- _TASK ITEM_
Please write out everything in the TLB flush patch reply from "On 2020-07-24 14:43, Zhenyu" down to "downtime too loog)." word for word.

══ SOURCE EXTRACT ══

On 2020-07-24 14:43, Zhenyu Ye wrote:
> Now in unmap_stage2_range(), we flush tlbs one by one just after the
> corresponding pages cleared.  However, this may cause some performance
> problems when the unmap range is very large (such as when the vm
> migration rollback, this may cause vm downtime too loog).

You keep resending this patch, but you don't give any numbers
that would back your assertion.

> This patch moves the kvm_tlb_flush_vmid_ipa() out of loop, and
> flush tlbs by range after other operations completed.  Because we
> do not make new mapping for the pages here, so this doesn't violate
> the Break-Before-Make rules.

═══
══ RECORD EXCERPTS ══

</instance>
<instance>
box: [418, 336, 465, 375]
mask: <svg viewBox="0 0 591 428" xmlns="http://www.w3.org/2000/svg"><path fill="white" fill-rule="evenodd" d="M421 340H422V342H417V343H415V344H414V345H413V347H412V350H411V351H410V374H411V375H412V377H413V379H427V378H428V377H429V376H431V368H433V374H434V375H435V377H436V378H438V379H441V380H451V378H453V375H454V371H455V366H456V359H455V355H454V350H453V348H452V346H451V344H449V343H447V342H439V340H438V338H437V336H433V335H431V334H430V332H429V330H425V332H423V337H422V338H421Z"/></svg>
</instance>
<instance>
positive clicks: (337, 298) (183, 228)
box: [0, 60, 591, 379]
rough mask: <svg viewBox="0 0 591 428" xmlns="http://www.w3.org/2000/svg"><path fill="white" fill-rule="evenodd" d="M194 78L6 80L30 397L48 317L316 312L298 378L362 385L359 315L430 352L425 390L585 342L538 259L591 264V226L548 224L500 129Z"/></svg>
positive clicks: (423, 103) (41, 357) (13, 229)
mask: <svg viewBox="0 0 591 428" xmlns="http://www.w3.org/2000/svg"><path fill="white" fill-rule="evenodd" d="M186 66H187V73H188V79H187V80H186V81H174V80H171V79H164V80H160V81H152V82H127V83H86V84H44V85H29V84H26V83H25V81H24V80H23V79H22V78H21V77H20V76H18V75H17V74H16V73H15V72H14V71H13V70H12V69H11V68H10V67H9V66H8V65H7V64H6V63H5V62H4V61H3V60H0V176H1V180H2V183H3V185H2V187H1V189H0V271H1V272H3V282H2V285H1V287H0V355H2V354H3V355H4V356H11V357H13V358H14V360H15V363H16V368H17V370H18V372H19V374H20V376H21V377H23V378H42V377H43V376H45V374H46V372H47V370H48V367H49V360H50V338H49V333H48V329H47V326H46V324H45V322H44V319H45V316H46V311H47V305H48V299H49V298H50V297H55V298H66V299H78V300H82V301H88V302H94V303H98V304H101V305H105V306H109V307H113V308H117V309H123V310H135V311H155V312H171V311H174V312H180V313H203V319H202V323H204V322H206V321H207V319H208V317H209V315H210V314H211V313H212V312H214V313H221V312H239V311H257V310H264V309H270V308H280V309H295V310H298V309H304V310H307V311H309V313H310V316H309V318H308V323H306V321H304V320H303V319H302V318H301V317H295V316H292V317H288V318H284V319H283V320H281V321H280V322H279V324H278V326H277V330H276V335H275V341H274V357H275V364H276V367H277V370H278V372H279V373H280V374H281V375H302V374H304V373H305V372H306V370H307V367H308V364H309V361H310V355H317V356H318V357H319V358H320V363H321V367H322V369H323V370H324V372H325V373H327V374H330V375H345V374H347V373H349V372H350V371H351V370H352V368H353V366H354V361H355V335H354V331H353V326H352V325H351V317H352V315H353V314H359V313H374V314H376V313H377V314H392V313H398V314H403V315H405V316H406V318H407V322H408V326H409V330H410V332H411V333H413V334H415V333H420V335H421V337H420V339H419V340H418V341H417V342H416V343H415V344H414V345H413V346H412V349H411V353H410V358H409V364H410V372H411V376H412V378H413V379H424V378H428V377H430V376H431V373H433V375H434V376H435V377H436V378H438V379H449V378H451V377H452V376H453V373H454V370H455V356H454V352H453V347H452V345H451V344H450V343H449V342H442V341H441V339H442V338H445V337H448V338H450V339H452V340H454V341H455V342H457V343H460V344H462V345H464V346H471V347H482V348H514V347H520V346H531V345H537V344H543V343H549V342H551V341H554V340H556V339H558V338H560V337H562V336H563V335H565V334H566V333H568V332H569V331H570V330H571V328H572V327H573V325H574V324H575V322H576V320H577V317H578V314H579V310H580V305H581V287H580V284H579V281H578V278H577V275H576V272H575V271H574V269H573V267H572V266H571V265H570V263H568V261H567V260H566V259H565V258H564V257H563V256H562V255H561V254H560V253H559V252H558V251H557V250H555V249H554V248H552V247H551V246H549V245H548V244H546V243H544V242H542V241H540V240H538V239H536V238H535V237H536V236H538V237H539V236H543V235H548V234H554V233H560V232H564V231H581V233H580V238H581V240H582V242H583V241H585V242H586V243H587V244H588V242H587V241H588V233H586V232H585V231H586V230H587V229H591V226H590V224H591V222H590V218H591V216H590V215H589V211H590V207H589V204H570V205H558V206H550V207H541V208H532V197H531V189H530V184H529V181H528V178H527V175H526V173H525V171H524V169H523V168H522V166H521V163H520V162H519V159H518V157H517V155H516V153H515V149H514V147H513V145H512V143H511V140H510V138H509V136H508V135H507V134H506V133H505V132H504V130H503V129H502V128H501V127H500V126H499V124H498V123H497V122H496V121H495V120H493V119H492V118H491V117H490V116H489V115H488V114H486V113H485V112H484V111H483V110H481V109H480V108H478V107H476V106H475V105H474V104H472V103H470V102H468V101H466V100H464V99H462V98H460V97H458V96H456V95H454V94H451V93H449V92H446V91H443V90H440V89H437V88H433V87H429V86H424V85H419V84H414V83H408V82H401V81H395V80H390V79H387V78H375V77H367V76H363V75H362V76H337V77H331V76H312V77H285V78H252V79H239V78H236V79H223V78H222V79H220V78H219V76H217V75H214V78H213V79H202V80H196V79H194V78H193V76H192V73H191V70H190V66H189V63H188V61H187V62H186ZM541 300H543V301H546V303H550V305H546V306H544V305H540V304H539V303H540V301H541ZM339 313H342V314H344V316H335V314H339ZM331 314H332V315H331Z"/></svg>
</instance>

═══

- _OUTPUT_
On 2020-07-24 14:43, Zhenyu Ye wrote:
> Now in unmap_stage2_range(), we flush tlbs one by one just after the
> corresponding pages cleared.  However, this may cause some performance
> problems when the unmap range is very large (such as when the vm
> migration rollback, this may cause vm downtime too loog).